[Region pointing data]
● ● ● ● ● ● ●

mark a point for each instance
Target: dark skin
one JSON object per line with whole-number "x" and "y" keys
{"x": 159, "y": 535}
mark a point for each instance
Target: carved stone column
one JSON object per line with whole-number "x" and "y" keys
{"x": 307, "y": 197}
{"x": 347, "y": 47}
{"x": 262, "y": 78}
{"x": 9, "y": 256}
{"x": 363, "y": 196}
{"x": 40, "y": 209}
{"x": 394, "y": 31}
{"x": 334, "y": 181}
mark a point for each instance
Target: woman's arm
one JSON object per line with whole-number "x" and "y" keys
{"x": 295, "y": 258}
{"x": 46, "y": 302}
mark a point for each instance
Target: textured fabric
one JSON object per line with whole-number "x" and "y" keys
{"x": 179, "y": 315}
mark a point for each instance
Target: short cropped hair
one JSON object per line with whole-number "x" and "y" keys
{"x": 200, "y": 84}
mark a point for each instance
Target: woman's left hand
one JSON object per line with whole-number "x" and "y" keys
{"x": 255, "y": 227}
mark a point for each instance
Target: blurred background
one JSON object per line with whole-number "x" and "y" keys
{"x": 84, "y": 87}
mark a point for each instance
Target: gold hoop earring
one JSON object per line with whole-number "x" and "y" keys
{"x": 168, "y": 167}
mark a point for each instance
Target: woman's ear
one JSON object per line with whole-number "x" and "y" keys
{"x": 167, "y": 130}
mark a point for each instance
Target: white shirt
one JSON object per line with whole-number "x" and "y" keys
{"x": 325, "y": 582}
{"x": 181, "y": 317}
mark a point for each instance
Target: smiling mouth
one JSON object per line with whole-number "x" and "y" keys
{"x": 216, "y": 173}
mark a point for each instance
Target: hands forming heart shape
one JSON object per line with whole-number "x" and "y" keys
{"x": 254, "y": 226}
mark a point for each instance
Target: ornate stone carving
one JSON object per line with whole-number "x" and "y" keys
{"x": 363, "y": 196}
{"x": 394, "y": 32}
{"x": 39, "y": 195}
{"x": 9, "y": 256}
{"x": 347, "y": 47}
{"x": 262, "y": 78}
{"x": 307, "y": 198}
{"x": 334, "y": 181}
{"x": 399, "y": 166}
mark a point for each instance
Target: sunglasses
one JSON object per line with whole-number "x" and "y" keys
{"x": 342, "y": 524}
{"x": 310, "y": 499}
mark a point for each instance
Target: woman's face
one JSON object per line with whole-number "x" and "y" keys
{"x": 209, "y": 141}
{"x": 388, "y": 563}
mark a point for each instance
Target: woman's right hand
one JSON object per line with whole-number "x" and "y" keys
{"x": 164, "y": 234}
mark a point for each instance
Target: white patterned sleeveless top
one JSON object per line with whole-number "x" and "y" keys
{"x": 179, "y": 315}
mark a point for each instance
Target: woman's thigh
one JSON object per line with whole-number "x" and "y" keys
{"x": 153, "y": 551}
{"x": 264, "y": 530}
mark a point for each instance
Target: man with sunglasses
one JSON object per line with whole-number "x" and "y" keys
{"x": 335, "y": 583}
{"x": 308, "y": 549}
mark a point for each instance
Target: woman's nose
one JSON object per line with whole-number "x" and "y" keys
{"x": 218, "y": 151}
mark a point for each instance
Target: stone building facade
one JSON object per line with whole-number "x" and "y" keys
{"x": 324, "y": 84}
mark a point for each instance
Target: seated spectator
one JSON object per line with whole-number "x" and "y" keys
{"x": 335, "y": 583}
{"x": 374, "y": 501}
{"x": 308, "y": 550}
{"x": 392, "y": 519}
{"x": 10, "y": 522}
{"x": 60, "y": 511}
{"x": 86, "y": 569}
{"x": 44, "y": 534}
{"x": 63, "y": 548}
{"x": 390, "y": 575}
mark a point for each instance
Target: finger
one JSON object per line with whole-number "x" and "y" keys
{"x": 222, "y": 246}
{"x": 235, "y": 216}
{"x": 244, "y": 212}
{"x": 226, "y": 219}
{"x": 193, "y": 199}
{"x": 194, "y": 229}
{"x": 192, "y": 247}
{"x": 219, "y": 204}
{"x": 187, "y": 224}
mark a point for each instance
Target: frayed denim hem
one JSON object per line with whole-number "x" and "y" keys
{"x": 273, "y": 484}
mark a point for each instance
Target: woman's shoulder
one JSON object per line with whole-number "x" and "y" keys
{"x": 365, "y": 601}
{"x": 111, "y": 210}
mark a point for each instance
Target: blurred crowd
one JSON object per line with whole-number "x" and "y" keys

● ● ● ● ● ● ●

_Exercise details_. Reproduce the records above exactly, character for character.

_Response to this exercise_.
mark a point for each instance
Target: dark skin
one JSON object per line with whole-number "x" and "y" keys
{"x": 159, "y": 535}
mark a point for each instance
Target: carved stone column
one JSON object per line with whole-number "x" and "y" keys
{"x": 307, "y": 197}
{"x": 347, "y": 47}
{"x": 262, "y": 78}
{"x": 9, "y": 256}
{"x": 363, "y": 196}
{"x": 40, "y": 209}
{"x": 394, "y": 31}
{"x": 334, "y": 181}
mark a point for each instance
Target: woman's arm
one JSON object per line with whole-number "x" and "y" keys
{"x": 295, "y": 258}
{"x": 46, "y": 302}
mark a point for each instance
Target: textured fabric
one JSON object per line with whole-number "x" and "y" keys
{"x": 179, "y": 315}
mark a point for each instance
Target: short cropped hair
one JSON object per line with whole-number "x" and "y" keys
{"x": 200, "y": 84}
mark a point for each instance
Target: woman's left hand
one JSON object per line with whole-number "x" and "y" keys
{"x": 255, "y": 227}
mark a point for each instance
Target: blurred background
one JSON object per line with whole-number "x" and "y" keys
{"x": 84, "y": 87}
mark a point for each instance
Target: gold hoop earring
one JSON object per line with whole-number "x" and "y" keys
{"x": 168, "y": 167}
mark a point for each instance
Target: woman's ear
one JSON object per line with whole-number "x" and "y" keys
{"x": 167, "y": 130}
mark a point for each instance
Target: white shirt
one JSON object per line with whole-number "x" and "y" keys
{"x": 325, "y": 582}
{"x": 181, "y": 317}
mark a point for each instance
Target: smiling mouth
one JSON object per line with whole-number "x" and "y" keys
{"x": 216, "y": 173}
mark a point for each instance
Target: hands forming heart shape
one JSON object per line with whole-number "x" and "y" keys
{"x": 254, "y": 226}
mark a point for each instance
Target: ornate stone carving
one JSON object per line with whole-number "x" and "y" keys
{"x": 363, "y": 196}
{"x": 394, "y": 32}
{"x": 39, "y": 195}
{"x": 9, "y": 256}
{"x": 347, "y": 47}
{"x": 262, "y": 78}
{"x": 307, "y": 198}
{"x": 334, "y": 181}
{"x": 399, "y": 166}
mark a point for each instance
Target: sunglasses
one JSON object per line with whole-number "x" and "y" keys
{"x": 342, "y": 524}
{"x": 310, "y": 499}
mark a point for each instance
Target: woman's face
one JSON object per line with whole-number "x" and "y" keys
{"x": 209, "y": 141}
{"x": 388, "y": 563}
mark a point for each instance
Target: woman's right hand
one JSON object per line with whole-number "x" and "y" keys
{"x": 164, "y": 234}
mark a point for each instance
Target: white patterned sleeveless top
one JSON object per line with whole-number "x" and "y" keys
{"x": 179, "y": 315}
mark a point for each instance
Target: woman's thigh
one JSON object per line with whole-number "x" and "y" keys
{"x": 153, "y": 551}
{"x": 264, "y": 530}
mark a point for each instance
Target: man with sunglasses
one JSON object per line with whole-number "x" and "y" keys
{"x": 335, "y": 583}
{"x": 308, "y": 549}
mark a point for each instance
Target: woman's nose
one JSON object per line with whole-number "x" and "y" keys
{"x": 218, "y": 151}
mark a point for each instance
Target: stone building facade
one JSON object per line with whole-number "x" and "y" keys
{"x": 324, "y": 84}
mark a point for each instance
Target: seated spectator
one JSON object per line with whole-number "x" and "y" keys
{"x": 335, "y": 583}
{"x": 374, "y": 501}
{"x": 308, "y": 550}
{"x": 392, "y": 519}
{"x": 10, "y": 522}
{"x": 60, "y": 511}
{"x": 86, "y": 569}
{"x": 44, "y": 534}
{"x": 63, "y": 548}
{"x": 390, "y": 575}
mark a point for each instance
Target: finger
one JSON object per line with whole-number "x" and "y" keys
{"x": 222, "y": 246}
{"x": 235, "y": 216}
{"x": 244, "y": 212}
{"x": 226, "y": 219}
{"x": 193, "y": 199}
{"x": 194, "y": 229}
{"x": 192, "y": 247}
{"x": 219, "y": 204}
{"x": 187, "y": 224}
mark a point for each instance
Target: frayed denim hem
one JSON object per line with whole-number "x" and "y" keys
{"x": 273, "y": 484}
mark a point for each instance
Target: woman's shoulder
one JSON object per line with whole-number "x" and "y" keys
{"x": 365, "y": 601}
{"x": 111, "y": 210}
mark a point for each instance
Target: blurred crowd
one JSON object per line with whole-number "x" and "y" keys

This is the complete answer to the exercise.